:: YOUR GOAL ::
Give back every entry, copied exactly.

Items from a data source
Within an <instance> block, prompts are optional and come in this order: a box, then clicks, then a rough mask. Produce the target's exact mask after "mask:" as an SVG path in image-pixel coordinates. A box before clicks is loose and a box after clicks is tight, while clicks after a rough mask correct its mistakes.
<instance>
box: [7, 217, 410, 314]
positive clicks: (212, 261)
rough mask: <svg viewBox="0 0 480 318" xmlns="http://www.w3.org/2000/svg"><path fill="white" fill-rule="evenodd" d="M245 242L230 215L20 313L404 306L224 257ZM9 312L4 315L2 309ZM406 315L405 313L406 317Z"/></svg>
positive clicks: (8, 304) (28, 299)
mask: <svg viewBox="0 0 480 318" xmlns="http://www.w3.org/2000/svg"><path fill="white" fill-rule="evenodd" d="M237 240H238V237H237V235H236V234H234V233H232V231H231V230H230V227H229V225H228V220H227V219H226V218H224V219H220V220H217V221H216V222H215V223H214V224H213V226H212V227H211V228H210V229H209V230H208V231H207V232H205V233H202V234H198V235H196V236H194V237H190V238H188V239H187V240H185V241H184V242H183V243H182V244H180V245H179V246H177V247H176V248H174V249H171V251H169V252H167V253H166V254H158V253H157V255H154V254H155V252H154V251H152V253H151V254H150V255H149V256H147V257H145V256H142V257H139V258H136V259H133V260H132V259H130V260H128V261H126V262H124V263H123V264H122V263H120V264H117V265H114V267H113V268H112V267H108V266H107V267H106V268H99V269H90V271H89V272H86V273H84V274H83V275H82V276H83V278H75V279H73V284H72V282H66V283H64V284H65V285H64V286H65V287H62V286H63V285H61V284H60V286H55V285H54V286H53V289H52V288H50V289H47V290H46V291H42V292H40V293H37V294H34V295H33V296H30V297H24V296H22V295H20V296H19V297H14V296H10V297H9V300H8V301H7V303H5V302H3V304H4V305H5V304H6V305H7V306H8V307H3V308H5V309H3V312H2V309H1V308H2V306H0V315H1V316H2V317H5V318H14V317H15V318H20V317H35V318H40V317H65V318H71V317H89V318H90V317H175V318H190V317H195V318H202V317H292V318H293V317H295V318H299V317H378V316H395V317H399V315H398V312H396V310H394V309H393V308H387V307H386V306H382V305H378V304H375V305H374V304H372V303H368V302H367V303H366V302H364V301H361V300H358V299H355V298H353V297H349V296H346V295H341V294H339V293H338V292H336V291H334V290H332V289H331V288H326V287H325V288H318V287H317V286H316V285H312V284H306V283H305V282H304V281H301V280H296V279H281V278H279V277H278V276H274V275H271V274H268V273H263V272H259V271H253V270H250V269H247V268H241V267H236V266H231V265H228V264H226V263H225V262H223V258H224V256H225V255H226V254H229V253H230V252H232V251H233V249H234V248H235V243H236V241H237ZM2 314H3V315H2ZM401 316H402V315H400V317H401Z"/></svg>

:: SOLUTION FOR THIS TASK ::
Within an <instance> block, prompts are optional and come in this order: a box, then clicks, then a rough mask. Produce the target's exact mask after "mask:" as an SVG path in image-pixel coordinates. A box before clicks is loose and a box after clicks is tight, while clicks after a rough mask correct its mistakes.
<instance>
box: [7, 217, 410, 314]
positive clicks: (212, 261)
rough mask: <svg viewBox="0 0 480 318" xmlns="http://www.w3.org/2000/svg"><path fill="white" fill-rule="evenodd" d="M245 242L230 215L20 313L404 306L224 257ZM9 312L4 315L2 309ZM406 315L405 313L406 317Z"/></svg>
positive clicks: (8, 304) (28, 299)
mask: <svg viewBox="0 0 480 318" xmlns="http://www.w3.org/2000/svg"><path fill="white" fill-rule="evenodd" d="M237 240H238V237H237V235H236V234H234V233H232V231H231V230H230V227H229V225H228V220H227V219H226V218H224V219H220V220H217V221H216V222H215V223H214V224H213V226H212V227H211V228H210V229H209V230H208V231H207V232H205V233H202V234H198V235H196V236H194V237H190V238H188V239H187V240H185V241H184V242H183V243H182V244H180V245H179V246H177V247H176V248H174V249H171V251H169V252H167V253H166V254H158V253H157V255H154V254H155V252H154V251H152V253H151V254H150V255H149V256H147V257H145V256H142V257H139V258H136V259H133V260H132V259H130V260H128V261H126V262H124V263H123V264H122V263H120V264H117V265H114V267H113V268H112V267H108V266H107V267H106V268H99V269H90V271H89V272H86V273H84V274H83V275H82V276H83V278H75V279H73V284H72V282H66V283H64V284H65V285H64V286H65V287H62V286H63V285H61V284H60V286H55V285H54V286H53V289H52V288H50V289H47V290H46V291H42V292H40V293H37V294H34V295H33V296H30V297H24V296H22V295H20V296H19V297H14V296H10V297H9V300H8V301H7V303H5V302H3V304H4V305H5V304H6V305H7V306H8V307H3V308H5V309H3V312H2V309H1V308H2V306H0V315H1V316H2V317H5V318H14V317H15V318H20V317H35V318H40V317H65V318H71V317H89V318H90V317H175V318H190V317H195V318H202V317H292V318H293V317H295V318H299V317H378V316H395V317H399V315H398V312H396V310H394V309H393V308H387V307H386V306H382V305H378V304H375V305H374V304H372V303H368V302H367V303H366V302H364V301H361V300H358V299H355V298H353V297H349V296H346V295H341V294H339V293H338V292H336V291H334V290H332V289H331V288H326V287H325V288H318V287H317V286H316V285H312V284H306V283H305V282H304V281H301V280H296V279H281V278H279V277H278V276H274V275H271V274H268V273H263V272H259V271H253V270H250V269H247V268H241V267H236V266H231V265H228V264H226V263H225V262H223V258H224V256H225V255H226V254H229V253H230V252H232V251H233V249H234V248H235V243H236V241H237ZM2 314H3V315H2ZM401 316H402V315H400V317H401Z"/></svg>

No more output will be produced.